Provided passage –
It comprises an Effective Squeeze‑and‑Excitation (ESE) block, a modified ConvNeXt block with Batch Normalisation, a Cross‑Stage Partial (CSP) stage and the overall model class.

In [None]:
# Effective Squeeze‑and‑Excitation block
class ESEBlock(nn.Module):
    def __init__(self, channels: int, reduction: int = 4):
        super().__init__()
        reduced_channels = max(1, channels // reduction)
        self.squeeze = nn.AdaptiveAvgPool2d(1)
        self.excitation = nn.Sequential(
            nn.Conv2d(channels, reduced_channels, kernel_size=1, bias=True),
            nn.GELU(),
            nn.Conv2d(reduced_channels, channels, kernel_size=1, bias=True),
            nn.Sigmoid()
        )
    def forward(self, x: torch.Tensor) -> torch.Tensor:
        s = self.squeeze(x)
        e = self.excitation(s)
        return x * e

# E‑ConvNeXt block
class EConvNeXtBlock(nn.Module):
    def __init__(self, dim: int, expansion_factor: float = 4.0):
        super().__init__()
        expanded_dim = int(dim * expansion_factor)
        self.dwconv = nn.Conv2d(dim, dim, kernel_size=7, padding=3, groups=dim)
        self.bn1 = nn.BatchNorm2d(dim)
        self.pwconv1 = nn.Conv2d(dim, expanded_dim, kernel_size=1)
        self.bn2 = nn.BatchNorm2d(expanded_dim)
        self.act = nn.GELU()

Written exercise A – Decide whether each statement agrees with the E‑ConvNeXt code, answering yes or no and quoting the deciding words of the code exactly: (i) the ESE block's reduction defaults to 4; (ii) the depthwise convolution in the E‑ConvNeXt block has a kernel size of 3; (iii) the modified ConvNeXt block uses Batch Normalisation.
Written exercise B – Repeat everything in the E‑ConvNeXt code from "reduced_channels = max(1, channels" down to "e = self.excitation(s)".
Written exercise C – In the E‑ConvNeXt code, which layer ends the excitation sequence of the ESE block?
The material has no connection to the E‑ConvNeXt code.

Raw data –
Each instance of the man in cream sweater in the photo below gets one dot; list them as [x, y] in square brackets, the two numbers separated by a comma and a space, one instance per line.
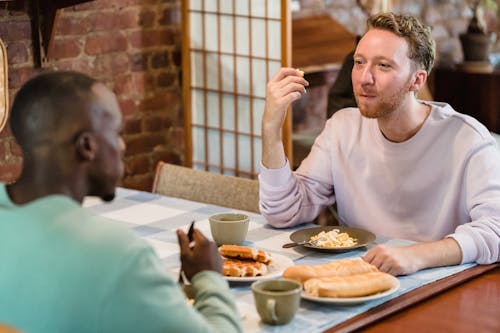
[395, 165]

Exercise answer A –
(i) Yes: "reduction: int = 4"
(ii) No: "kernel_size=7, padding=3"
(iii) Yes: "a modified ConvNeXt block with Batch Normalisation"

Exercise answer B –
reduced_channels = max(1, channels // reduction)
        self.squeeze = nn.AdaptiveAvgPool2d(1)
        self.excitation = nn.Sequential(
            nn.Conv2d(channels, reduced_channels, kernel_size=1, bias=True),
            nn.GELU(),
            nn.Conv2d(reduced_channels, channels, kernel_size=1, bias=True),
            nn.Sigmoid()
        )
    def forward(self, x: torch.Tensor) -> torch.Tensor:
        s = self.squeeze(x)
        e = self.excitation(s)

Exercise answer C – nn.Sigmoid()